Please translate this sentence from the passage on simplified restructuring and winding up into Spanish: "The SIP also seeks to establish a more efficient and less costly liquidation process for MSCs."

*Passage*:
____________________

Simplified Restructuring

The SIP has introduced amendments aimed at streamlining existing restructuring processes for MSCs.

  1. The SIP adapts the existing pre-packaged scheme of arrangement process under the IRDA. An MSC may, therefore, work out a debt restructuring proposal with its creditors out of Court. The restructuring proposal is then submitted to the Court for approval. This removes the need for the MSC to apply for leave of Court in order to conduct a creditors’ meeting to propose the scheme of arrangement, and reduces the number of applications to the Court from two (required under the regular scheme of arrangement process) to one.

  2. Once an MSC’s application to be placed into the simplified debt restructuring programme has been accepted by the Official Receiver, an automatic moratorium against creditors’ actions and restrictions on ipso facto clauses will apply to the MSC. This provides respite for the MSC from any proceedings against it and allows the MSC time and breathing space to focus on its restructuring plans.

  3. A typical scheme of arrangement process requires a creditor approval threshold of a majority in number holding 75% in value approving the scheme. Under a SIP scheme of arrangement, a lower creditor approval threshold of two-thirds in value (with no numerical majority condition) is required in order to approve a scheme.

Simplified Winding up

The SIP also seeks to establish a more efficient and less costly liquidation process for MSCs.

  1. Under the simplified winding up process, an MSC can make any application to the Official Receiver to be accepted into a simplified winding up process under the SIP. This dispenses with the need for a Court application to be made for an MSC to be wound up. If the MSC is later viewed by the Official Receiver as unsuitable for the SIP, such MSC may be placed into a regular Court-ordered winding up process (i.e. the existing “non-simplified” process) on the application of the Official Receiver or an interested party.

  2. The Official Receiver is the liquidator of an MSC that is wound up voluntarily under the SIP. Where the Official Receiver has reasonable cause to believe that the realisable assets of an MSC are insufficient to meet its winding up expenses, and its affairs do not require further investigation, the MSC may, subject to certain conditions, be dissolved without the need to take further steps for the administration of the winding up.

____________________

*Given entries*:

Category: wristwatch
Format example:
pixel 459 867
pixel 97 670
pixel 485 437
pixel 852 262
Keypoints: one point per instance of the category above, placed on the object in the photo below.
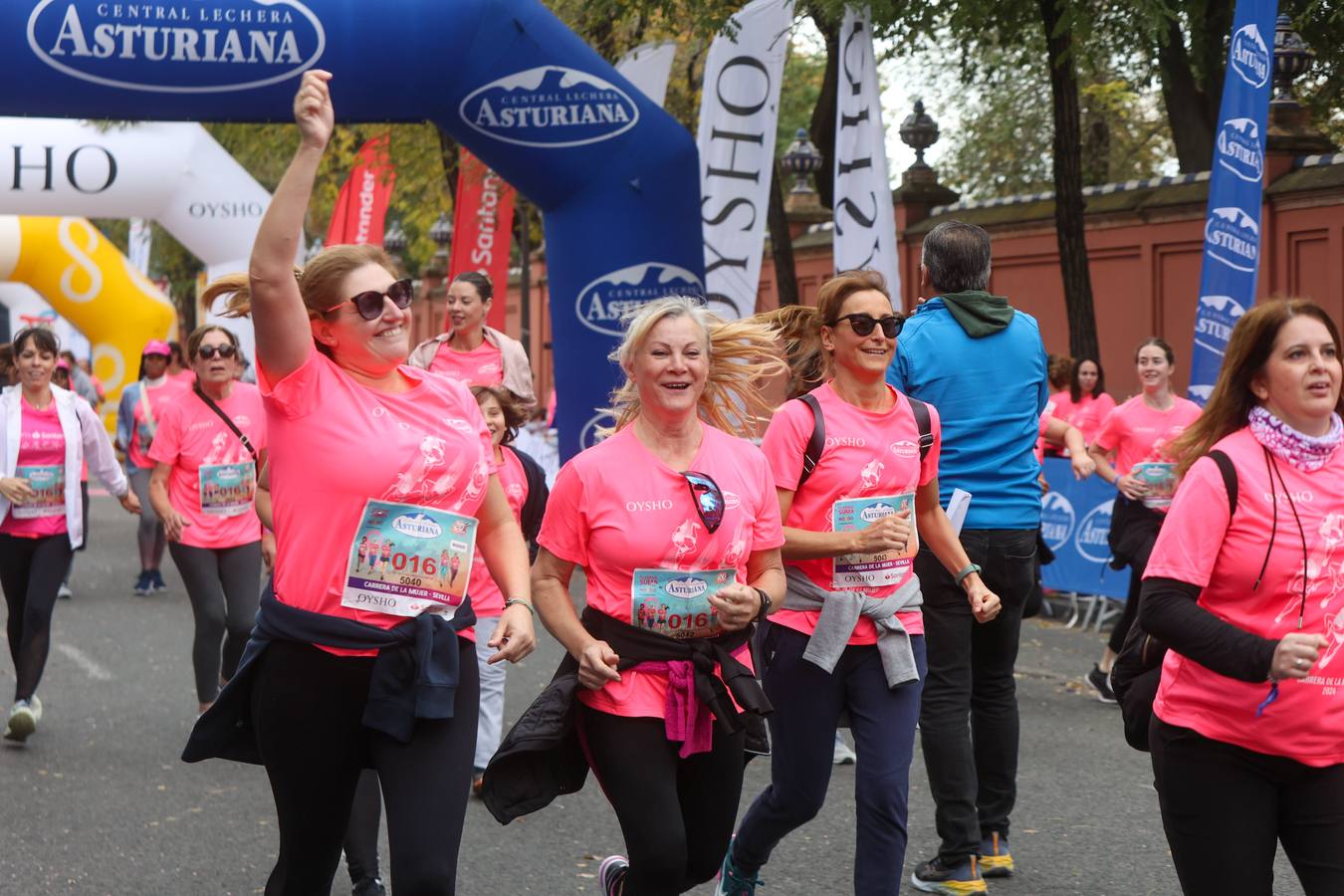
pixel 765 604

____________________

*Output below*: El SIP también busca establecer un proceso de liquidación más eficiente y menos costoso para las MSC.